THERE are those who would argue that putting a remote control DVD system into flagship versions of Ford's 'urban activity vehicle', the Fusion, was a master stroke.
They would be wide of the mark. The smart move for this little big car was including the company's 1.6-litre TDCi turbodiesel engine.
The Fusion, built on the Fiesta platform, comprises a combination of ideas in a compact if spacious shell.
A raised people carrier-style driving position helps with visibility, there's the space and versatility of a small estate car and the agility of a supermini.
At least that's the general idea; the reality is not quite so clear cut.
This Fusion's biggest failing is that it's one of those cars you see and then instantly forget, that's how bland and boxy the Fusion's styling is. That said, I know people who swear by their model.
On the positive side it is certainly versatile, scoring heavily with its interior space.
Shoulder, head and legroom is decent all round, you can carry three in the back without their knees being up under their chins, and the instruments are predictably accessible.
With the exception of a storage area above the central pair of air vents, the dash layout is almost identical to the Fiesta.
As for practicality, a 60/40 split rear seat allows maximum luggage capacity to be increased, and with the rear seats folded down there is also enough room to carry items which are longer than six feet.
A plastic panel on the rear of the front passenger seat enabling it to be used as a table when folded forward is a nice touch, as is the storage tray beneath its cushion.

RAW RECORDS:
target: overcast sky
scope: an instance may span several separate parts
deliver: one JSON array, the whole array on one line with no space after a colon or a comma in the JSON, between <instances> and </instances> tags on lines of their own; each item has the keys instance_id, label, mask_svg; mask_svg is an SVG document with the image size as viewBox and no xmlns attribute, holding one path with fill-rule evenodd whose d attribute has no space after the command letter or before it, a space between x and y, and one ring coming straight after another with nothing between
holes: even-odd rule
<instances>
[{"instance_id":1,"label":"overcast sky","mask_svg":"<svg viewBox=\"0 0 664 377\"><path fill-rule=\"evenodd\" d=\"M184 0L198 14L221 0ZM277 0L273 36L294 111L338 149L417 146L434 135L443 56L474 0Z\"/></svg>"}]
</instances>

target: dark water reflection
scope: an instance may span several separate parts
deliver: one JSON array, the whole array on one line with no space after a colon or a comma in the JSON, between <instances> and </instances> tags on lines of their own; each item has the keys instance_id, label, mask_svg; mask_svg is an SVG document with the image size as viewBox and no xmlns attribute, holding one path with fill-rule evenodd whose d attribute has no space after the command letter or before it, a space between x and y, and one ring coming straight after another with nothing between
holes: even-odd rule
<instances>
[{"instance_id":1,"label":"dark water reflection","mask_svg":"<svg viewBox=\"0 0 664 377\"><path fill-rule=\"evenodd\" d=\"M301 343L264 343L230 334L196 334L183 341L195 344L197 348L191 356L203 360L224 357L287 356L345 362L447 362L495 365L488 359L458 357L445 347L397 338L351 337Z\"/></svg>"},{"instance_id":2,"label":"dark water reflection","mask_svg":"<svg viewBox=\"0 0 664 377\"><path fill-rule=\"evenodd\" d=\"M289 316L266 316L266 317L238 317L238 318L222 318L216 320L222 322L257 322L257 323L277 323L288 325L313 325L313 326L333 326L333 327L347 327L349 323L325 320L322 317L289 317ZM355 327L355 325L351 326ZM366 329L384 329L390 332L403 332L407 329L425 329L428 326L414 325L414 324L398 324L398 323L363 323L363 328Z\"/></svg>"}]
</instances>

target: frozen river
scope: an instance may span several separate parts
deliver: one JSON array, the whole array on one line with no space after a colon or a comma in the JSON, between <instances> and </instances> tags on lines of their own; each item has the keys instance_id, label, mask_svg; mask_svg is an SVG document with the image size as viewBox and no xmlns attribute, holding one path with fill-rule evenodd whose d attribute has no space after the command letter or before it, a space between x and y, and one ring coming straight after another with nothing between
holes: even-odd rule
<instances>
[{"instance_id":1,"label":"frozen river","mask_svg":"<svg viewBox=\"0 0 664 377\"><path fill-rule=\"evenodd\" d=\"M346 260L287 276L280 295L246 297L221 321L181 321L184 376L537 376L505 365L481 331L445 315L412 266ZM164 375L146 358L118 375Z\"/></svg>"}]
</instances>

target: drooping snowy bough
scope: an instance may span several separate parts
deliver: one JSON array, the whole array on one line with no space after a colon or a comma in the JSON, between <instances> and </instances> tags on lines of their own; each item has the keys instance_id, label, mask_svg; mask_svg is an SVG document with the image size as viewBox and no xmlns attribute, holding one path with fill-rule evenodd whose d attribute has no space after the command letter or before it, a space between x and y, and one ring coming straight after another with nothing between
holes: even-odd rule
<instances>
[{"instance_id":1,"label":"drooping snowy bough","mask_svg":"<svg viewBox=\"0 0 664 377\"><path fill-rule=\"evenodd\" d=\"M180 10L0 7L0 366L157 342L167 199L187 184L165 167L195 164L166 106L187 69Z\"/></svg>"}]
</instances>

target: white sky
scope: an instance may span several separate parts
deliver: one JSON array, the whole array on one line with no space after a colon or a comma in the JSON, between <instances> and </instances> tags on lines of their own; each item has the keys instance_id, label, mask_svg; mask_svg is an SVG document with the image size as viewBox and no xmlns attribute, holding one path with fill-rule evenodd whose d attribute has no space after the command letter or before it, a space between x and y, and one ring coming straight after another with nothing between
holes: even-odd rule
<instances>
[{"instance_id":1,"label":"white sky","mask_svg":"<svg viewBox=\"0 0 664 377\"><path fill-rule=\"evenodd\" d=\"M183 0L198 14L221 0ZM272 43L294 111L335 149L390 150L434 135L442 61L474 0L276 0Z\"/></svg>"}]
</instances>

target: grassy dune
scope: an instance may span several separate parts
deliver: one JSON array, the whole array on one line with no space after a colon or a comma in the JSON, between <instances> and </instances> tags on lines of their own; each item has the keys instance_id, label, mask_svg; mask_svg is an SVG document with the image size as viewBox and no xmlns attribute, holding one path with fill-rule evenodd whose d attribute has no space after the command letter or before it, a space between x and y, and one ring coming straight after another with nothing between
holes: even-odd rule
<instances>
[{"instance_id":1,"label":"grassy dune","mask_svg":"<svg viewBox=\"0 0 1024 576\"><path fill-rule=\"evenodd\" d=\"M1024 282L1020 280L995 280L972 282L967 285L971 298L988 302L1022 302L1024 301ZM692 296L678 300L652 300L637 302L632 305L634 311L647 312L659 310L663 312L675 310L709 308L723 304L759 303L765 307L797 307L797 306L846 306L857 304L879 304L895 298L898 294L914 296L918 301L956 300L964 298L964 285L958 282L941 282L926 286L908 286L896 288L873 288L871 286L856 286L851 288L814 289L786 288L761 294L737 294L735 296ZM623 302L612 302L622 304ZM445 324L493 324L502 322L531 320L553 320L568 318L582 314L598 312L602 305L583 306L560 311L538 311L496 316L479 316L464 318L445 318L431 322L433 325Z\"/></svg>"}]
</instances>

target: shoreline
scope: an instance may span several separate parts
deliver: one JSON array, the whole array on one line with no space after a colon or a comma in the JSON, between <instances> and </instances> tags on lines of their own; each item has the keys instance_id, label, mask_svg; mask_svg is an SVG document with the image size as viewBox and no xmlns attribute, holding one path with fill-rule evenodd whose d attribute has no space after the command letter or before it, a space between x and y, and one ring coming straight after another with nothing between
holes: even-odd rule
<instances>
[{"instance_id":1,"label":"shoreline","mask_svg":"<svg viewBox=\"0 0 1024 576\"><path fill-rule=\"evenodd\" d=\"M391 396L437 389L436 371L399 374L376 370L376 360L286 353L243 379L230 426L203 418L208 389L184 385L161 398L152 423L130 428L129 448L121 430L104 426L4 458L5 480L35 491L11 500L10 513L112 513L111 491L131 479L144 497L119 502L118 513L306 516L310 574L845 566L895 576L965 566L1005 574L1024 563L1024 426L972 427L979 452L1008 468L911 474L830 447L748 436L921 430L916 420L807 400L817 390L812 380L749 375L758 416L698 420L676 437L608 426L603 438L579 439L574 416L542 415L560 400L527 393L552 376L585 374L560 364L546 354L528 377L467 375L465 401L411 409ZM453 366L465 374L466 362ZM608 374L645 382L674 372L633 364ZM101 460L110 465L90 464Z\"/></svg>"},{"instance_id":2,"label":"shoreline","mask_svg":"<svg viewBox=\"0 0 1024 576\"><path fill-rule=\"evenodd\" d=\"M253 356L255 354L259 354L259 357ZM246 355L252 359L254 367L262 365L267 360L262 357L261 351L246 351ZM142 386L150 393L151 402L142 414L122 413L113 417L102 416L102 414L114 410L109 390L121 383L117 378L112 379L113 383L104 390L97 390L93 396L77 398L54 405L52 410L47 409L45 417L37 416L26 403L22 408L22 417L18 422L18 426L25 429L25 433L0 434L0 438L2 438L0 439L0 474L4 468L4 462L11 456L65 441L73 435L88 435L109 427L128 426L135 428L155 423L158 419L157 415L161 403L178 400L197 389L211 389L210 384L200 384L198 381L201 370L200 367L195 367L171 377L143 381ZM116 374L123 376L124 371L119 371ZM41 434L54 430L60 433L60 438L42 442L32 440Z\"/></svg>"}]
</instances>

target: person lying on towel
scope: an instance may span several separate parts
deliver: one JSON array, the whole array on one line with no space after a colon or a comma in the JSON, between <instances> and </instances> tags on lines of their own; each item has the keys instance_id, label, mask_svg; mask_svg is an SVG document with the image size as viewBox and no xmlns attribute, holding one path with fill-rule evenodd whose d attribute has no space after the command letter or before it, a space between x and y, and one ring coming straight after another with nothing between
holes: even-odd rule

THE TASK:
Please resume the Ford Fusion review after its final sentence, writing the next few paragraphs in the same voice.

RESPONSE BELOW:
A choice of four engines - two petrol and a pair of diesels - are available on the Fusion with prices starting at £10,645 for a 1.4-litre petrol, which is £1,455 more than the equivalent Fiesta.
As a driver's car, the Fusion is competent rather than enjoyable. It effectively irons out rough surfaces, has a supple ride and tight turning circle.
But it's fair to say the 1.6 TDCi engine is a cracker. This is a strong, economical powerplant with lots of low down grunt, making it ideal both for urban and motorway driving.
A slightly higher driving position than in the Fiesta results in excellent visibility from behind the wheel.
This particular Fusion Plus included goodies like six-disc in-dash CD player with remote control, air-con, perimeter alarm, remote central locking, front foglamps, power-fold door mirrors and 16-inch alloys as well as substantial safety features.
Realistically this range is more likely to appeal to older drivers, younger ones preferring funky cars like the Honda Jazz or SEAT Ibiza.
And that brings us back to the DVD set-up, which tucks neatly into a ceiling panel and can be operated either remotely or manually.
Kids are really attracted to this type of gimmick, often preferring to watch a film in the car rather than the house - only problem is it adds an extra £1,000 to the price.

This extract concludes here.